Document
◆ ◆ ◆
You are correct that the fullness of time will better illuminate true U.S. intentions. Further, the more militaristic and muscular policies of the Bush administration are likely to be discarded by the next administration whether it is of the left, right or center due to national fatigue with the human and material costs (although this could change if there is a 9/11, act two).

Bruno:

The implied standards for judging U.S. conduct set forth by you and Circular are completely unrealistic. U.S. policy, just like in any other country, will reflect an element of self-interest, as well as, in most case, some altruism, respect for the rule of international law, or the rights of others. The judgments need to be made on the relative balance of those factors which underlie each action or policy.
◆ ◆ ◆
Short exercise 1
Write out the whole passage on U.S. policy word for word.
◆ ◆ ◆
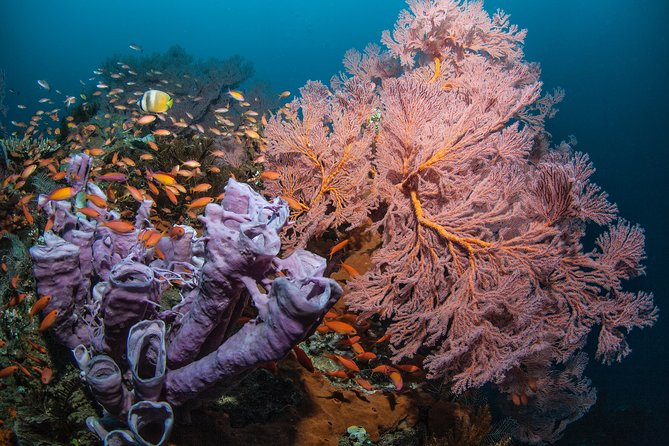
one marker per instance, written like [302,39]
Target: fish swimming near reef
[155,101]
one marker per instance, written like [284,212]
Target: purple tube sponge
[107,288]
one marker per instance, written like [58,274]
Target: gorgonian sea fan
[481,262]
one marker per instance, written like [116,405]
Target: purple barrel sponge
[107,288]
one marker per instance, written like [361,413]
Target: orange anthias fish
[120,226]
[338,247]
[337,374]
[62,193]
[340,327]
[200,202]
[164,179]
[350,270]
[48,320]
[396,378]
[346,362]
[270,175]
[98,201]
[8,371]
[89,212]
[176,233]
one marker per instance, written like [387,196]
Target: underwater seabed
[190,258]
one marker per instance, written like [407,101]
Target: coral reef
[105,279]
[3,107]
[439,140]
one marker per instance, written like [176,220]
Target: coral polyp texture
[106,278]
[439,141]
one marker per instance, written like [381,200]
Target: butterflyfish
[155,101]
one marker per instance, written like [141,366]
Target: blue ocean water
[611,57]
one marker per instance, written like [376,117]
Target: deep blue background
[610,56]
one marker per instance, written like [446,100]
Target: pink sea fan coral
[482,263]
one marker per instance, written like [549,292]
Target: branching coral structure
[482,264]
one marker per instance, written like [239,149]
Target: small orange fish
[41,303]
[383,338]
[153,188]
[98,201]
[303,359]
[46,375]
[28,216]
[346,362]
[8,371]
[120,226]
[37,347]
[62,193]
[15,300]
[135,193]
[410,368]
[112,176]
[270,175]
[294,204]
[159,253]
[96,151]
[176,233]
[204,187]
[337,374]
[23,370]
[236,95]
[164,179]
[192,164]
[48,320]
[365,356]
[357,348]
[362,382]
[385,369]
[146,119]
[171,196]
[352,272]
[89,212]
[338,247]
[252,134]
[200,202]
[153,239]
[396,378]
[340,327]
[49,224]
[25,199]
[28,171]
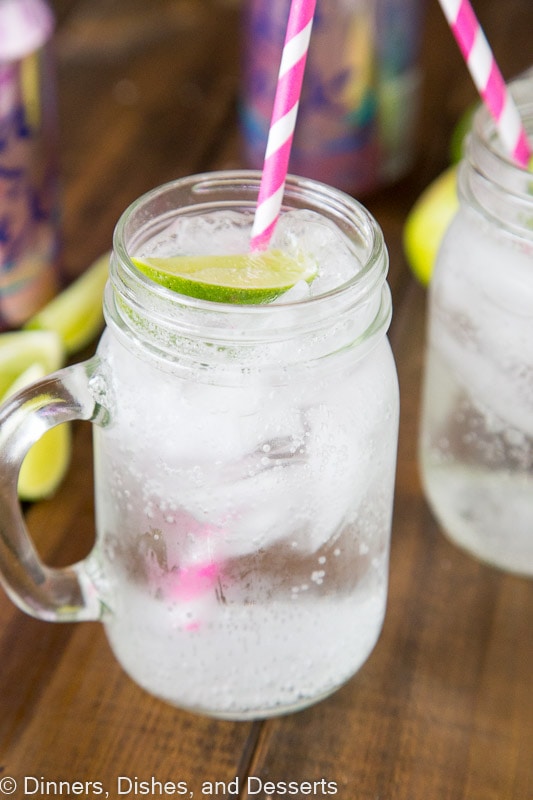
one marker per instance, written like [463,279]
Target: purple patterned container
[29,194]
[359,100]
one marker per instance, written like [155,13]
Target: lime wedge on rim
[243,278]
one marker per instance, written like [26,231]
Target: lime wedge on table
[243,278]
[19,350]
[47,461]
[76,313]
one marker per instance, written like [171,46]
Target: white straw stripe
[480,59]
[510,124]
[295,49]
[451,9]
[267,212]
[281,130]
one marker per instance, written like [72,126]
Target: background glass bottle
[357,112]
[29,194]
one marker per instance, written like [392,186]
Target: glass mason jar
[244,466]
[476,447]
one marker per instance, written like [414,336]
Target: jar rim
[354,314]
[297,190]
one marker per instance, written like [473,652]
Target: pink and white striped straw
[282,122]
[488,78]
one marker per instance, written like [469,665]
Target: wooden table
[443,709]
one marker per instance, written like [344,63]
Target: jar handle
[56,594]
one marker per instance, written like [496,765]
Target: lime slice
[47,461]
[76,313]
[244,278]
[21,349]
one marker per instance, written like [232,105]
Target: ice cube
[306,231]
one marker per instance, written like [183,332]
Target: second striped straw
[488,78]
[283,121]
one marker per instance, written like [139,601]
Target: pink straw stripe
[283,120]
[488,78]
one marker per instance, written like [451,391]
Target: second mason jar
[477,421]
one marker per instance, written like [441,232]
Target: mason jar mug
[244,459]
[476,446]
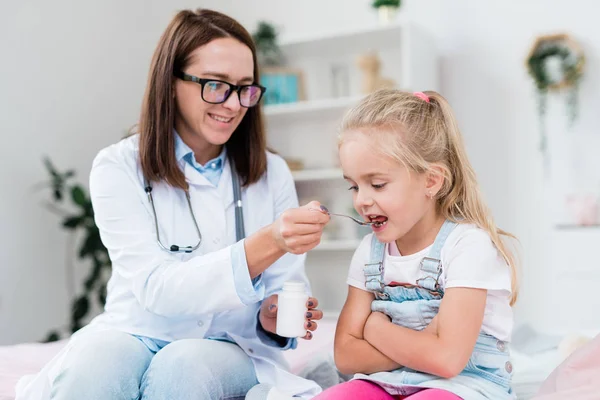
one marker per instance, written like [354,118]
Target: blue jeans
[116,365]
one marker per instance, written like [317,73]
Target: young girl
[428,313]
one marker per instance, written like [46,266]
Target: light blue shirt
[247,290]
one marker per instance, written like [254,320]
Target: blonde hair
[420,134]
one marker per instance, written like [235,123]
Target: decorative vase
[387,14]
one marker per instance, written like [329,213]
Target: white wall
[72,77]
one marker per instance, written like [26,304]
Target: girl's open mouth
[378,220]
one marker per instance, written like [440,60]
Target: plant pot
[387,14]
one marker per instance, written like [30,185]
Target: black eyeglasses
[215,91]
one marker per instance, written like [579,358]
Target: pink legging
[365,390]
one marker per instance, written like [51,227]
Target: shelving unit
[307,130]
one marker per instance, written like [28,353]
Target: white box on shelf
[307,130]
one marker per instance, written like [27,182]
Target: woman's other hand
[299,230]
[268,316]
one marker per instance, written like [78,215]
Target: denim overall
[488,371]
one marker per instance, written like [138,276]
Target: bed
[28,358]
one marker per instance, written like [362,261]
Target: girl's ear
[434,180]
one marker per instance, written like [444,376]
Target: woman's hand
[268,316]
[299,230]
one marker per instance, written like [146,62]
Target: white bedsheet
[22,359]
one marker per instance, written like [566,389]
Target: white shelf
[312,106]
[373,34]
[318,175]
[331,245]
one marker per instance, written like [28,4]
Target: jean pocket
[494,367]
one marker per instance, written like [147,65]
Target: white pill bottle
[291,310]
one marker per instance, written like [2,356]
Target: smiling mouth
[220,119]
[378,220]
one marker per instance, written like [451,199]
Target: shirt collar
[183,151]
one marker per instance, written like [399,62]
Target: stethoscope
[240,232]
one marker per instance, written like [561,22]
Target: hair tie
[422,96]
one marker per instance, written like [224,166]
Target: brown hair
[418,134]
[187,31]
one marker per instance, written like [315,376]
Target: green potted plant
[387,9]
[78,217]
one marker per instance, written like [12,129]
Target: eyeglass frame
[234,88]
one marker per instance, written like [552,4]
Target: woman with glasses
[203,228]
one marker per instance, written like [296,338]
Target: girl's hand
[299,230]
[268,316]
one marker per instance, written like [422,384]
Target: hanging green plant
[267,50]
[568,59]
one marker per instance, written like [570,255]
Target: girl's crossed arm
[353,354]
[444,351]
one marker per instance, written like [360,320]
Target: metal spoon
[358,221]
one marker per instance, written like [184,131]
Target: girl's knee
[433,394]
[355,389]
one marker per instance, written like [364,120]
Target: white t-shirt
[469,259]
◆ ◆ ◆
Short exercise 2
Return every line in the entries that contains the word "mouth".

Finished answer 1
You are correct that the fullness of time will better illuminate true U.S. intentions. Further, the more militaristic and muscular policies of the Bush administration are likely to be discarded by the next administration whether it is of the left, right or center due to national fatigue with the human and material costs (although this could change if there is a 9/11, act two).

Bruno:

The implied standards for judging U.S. conduct set forth by you and Circular are completely unrealistic. U.S. policy, just like in any other country, will reflect an element of self-interest, as well as, in most case, some altruism, respect for the rule of international law, or the rights of others. The judgments need to be made on the relative balance of those factors which underlie each action or policy.

Finished answer 2
Target: girl's open mouth
Target: smiling mouth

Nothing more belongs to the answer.